Voci archiviate di una raccolta
>>>>
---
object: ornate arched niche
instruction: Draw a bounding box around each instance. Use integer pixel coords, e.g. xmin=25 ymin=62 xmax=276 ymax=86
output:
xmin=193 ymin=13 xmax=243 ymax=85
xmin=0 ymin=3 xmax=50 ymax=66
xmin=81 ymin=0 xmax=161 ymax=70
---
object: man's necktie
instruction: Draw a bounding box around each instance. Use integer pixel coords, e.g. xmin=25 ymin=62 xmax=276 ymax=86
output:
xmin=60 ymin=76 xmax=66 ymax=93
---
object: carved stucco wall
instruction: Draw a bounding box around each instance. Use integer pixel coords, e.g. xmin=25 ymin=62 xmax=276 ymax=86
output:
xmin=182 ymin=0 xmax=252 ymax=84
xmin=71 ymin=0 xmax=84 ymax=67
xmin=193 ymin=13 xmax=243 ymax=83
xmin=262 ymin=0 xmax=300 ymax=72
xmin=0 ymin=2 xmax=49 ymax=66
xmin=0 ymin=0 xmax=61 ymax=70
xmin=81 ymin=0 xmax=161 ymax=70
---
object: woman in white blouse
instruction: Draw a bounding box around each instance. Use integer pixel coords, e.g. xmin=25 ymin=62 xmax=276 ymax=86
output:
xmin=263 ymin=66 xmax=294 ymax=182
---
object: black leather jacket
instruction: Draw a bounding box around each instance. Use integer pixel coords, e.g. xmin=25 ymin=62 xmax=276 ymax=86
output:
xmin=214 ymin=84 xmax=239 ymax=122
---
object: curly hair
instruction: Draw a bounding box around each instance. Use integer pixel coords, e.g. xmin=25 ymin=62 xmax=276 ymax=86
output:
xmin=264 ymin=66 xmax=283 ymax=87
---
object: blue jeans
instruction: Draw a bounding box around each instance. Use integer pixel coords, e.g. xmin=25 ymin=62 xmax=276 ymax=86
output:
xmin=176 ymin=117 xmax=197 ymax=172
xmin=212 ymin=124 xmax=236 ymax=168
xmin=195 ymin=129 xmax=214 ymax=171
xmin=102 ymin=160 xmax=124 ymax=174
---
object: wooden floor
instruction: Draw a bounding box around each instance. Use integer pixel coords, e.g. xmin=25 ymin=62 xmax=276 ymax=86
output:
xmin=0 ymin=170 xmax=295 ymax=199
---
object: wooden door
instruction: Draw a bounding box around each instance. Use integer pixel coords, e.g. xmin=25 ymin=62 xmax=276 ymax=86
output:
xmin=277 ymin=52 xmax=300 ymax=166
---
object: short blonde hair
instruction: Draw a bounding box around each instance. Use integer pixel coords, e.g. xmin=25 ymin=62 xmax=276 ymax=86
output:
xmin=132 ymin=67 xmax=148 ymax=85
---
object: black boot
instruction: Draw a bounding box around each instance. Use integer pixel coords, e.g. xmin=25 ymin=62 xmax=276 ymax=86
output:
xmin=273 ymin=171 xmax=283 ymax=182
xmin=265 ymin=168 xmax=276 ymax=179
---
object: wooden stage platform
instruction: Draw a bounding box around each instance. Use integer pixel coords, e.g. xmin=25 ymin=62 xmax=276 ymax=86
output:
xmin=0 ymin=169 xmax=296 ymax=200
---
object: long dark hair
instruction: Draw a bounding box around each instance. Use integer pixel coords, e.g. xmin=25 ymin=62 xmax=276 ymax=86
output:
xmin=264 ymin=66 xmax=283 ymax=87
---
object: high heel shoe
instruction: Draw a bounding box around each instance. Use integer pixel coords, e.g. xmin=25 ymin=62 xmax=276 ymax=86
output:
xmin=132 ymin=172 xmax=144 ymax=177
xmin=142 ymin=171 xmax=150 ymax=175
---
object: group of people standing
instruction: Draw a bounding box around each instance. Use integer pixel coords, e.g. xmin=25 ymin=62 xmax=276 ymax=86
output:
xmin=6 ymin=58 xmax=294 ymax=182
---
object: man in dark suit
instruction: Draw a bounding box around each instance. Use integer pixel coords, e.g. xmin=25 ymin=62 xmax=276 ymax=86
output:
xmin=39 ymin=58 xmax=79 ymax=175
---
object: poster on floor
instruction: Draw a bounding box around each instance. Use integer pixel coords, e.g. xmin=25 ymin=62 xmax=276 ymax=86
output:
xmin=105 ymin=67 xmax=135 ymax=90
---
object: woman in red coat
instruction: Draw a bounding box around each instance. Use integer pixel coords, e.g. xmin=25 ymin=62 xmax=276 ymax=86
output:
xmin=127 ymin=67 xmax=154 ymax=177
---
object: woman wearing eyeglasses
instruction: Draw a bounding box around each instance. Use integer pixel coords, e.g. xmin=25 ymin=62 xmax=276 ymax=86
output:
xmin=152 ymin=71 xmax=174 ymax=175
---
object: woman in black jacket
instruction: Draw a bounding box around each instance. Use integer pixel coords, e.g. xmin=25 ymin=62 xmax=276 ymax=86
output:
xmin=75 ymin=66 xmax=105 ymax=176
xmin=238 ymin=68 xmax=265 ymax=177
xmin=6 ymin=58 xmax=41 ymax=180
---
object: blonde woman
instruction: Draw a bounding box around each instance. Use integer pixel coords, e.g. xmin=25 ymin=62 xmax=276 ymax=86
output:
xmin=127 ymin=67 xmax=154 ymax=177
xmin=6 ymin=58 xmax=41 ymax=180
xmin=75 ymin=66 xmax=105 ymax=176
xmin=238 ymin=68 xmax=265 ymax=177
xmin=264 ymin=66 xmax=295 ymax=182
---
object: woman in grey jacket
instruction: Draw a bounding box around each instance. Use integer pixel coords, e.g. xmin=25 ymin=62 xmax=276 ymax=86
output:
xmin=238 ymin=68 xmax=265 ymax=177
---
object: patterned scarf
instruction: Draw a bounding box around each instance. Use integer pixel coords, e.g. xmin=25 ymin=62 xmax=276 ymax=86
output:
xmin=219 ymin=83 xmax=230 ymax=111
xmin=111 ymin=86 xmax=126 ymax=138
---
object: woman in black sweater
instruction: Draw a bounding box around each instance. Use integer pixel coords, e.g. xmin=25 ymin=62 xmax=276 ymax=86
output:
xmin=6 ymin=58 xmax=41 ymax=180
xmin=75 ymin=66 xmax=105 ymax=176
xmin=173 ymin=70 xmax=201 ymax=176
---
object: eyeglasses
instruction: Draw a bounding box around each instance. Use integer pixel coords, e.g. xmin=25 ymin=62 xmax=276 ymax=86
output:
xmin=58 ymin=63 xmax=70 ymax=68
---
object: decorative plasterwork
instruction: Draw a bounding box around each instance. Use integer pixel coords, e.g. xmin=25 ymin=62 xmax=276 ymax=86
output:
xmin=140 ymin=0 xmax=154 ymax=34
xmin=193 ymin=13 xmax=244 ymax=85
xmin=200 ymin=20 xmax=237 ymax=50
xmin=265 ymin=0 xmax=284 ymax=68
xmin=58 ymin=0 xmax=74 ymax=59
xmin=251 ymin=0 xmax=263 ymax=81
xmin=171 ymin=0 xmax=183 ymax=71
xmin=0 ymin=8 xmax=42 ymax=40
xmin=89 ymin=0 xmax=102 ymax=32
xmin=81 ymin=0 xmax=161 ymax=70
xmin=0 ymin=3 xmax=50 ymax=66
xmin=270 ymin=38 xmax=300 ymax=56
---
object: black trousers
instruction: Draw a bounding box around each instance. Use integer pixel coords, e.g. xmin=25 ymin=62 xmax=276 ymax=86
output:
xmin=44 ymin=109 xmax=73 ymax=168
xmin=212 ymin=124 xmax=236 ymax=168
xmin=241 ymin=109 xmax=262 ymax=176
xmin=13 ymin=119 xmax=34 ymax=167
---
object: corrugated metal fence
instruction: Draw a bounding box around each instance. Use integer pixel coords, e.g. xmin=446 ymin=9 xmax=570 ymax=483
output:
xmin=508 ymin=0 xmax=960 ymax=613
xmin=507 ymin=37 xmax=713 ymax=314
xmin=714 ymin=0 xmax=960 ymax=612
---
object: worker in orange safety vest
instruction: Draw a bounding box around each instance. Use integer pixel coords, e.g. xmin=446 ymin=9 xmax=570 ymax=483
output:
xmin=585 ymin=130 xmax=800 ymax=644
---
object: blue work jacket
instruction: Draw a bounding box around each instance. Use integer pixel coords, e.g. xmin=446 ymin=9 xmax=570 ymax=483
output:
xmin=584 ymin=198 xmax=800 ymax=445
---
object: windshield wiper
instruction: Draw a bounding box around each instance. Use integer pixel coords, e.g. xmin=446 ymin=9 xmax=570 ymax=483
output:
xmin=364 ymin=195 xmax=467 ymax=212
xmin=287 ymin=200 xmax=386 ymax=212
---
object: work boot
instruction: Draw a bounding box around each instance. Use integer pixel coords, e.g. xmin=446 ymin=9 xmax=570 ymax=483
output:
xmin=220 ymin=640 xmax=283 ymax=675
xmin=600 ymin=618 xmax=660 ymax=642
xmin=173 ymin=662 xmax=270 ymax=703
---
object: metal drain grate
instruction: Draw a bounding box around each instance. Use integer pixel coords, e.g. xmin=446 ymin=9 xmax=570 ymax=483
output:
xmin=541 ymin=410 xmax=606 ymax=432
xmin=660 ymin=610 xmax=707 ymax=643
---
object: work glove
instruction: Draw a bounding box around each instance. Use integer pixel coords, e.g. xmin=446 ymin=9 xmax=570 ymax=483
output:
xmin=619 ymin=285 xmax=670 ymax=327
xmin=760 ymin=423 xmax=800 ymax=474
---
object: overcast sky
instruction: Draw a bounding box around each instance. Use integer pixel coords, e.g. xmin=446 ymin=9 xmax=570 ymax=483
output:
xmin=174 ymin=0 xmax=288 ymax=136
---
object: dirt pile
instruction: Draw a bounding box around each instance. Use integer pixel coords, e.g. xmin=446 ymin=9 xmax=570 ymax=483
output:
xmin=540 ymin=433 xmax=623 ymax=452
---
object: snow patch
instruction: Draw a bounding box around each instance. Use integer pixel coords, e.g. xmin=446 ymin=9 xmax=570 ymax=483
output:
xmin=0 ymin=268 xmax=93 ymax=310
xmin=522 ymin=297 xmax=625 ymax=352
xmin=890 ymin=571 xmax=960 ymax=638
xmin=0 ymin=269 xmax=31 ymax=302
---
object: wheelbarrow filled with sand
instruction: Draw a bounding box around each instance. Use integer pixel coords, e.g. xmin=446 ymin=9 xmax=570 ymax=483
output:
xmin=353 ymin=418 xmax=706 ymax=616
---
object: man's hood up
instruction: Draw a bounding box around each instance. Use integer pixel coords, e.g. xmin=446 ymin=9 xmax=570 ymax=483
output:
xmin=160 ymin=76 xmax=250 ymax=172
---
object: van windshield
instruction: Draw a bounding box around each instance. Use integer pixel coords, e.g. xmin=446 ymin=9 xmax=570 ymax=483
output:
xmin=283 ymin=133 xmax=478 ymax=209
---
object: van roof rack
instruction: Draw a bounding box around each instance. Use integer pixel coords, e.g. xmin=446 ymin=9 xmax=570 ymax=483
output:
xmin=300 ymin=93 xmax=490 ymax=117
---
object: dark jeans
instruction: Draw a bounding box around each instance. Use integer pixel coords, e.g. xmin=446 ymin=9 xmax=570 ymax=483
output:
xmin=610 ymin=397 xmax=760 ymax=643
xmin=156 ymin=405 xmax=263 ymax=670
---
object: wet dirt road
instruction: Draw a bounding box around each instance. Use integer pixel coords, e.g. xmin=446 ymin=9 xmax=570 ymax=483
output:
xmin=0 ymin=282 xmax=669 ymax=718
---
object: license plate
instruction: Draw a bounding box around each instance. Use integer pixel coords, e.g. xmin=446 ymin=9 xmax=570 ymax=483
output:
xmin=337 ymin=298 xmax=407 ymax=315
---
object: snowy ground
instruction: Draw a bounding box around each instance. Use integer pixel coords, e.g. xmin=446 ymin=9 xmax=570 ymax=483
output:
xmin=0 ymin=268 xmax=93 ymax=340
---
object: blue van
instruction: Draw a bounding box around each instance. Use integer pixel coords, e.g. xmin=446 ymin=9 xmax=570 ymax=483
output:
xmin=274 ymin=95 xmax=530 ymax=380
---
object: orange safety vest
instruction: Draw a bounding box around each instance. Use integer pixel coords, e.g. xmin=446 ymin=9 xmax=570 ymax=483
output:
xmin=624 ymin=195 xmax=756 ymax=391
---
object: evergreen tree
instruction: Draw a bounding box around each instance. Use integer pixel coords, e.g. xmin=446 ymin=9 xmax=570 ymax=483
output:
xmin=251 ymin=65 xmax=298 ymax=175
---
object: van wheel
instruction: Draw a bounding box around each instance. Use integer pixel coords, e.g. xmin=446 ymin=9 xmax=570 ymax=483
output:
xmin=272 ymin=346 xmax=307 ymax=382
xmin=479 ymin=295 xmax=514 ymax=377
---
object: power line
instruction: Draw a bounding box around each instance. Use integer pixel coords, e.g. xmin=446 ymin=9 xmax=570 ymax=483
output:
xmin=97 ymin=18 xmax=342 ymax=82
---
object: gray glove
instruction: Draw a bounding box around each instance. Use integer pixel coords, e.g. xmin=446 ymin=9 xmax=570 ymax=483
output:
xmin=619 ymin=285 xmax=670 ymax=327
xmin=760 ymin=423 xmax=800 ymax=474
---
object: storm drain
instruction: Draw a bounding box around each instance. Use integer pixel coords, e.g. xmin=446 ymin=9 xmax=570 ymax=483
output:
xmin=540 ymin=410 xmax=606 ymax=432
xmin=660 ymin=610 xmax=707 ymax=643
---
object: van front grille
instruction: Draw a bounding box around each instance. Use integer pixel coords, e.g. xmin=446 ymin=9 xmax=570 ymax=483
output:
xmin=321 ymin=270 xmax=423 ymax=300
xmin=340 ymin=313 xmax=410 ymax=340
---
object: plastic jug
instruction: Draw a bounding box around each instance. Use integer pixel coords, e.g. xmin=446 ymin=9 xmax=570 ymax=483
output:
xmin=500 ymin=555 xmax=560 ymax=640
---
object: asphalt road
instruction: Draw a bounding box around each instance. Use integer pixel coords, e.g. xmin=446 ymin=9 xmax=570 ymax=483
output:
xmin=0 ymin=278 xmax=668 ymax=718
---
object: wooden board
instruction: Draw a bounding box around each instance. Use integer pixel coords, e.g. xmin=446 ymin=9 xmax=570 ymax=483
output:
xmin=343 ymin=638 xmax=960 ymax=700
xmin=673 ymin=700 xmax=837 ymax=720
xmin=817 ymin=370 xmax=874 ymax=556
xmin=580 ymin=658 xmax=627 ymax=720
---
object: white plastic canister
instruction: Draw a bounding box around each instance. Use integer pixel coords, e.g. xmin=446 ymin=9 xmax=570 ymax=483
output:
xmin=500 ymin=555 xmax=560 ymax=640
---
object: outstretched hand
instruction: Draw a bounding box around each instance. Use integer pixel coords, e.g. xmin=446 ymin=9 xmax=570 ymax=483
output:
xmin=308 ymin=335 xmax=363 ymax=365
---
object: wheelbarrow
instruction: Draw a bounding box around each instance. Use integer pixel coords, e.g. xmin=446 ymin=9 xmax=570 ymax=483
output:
<<<<
# PROBLEMA
Puoi riscrivere come CSV a due colonne, "testo" e "risposta", i record che vanno dall'inizio fino alla riga che contiene "xmin=60 ymin=76 xmax=66 ymax=93" compresa? Metti una riga per record, con ciascun valore in un unico campo tra virgolette e gli a capo trasformati in spazi.

# OUTPUT ATTESO
testo,risposta
"--- object: ornate arched niche instruction: Draw a bounding box around each instance. Use integer pixel coords, e.g. xmin=25 ymin=62 xmax=276 ymax=86 output:","xmin=193 ymin=13 xmax=243 ymax=85 xmin=0 ymin=3 xmax=50 ymax=66 xmin=81 ymin=0 xmax=161 ymax=70"
"--- object: man's necktie instruction: Draw a bounding box around each instance. Use integer pixel coords, e.g. xmin=25 ymin=62 xmax=276 ymax=86 output:","xmin=60 ymin=76 xmax=66 ymax=93"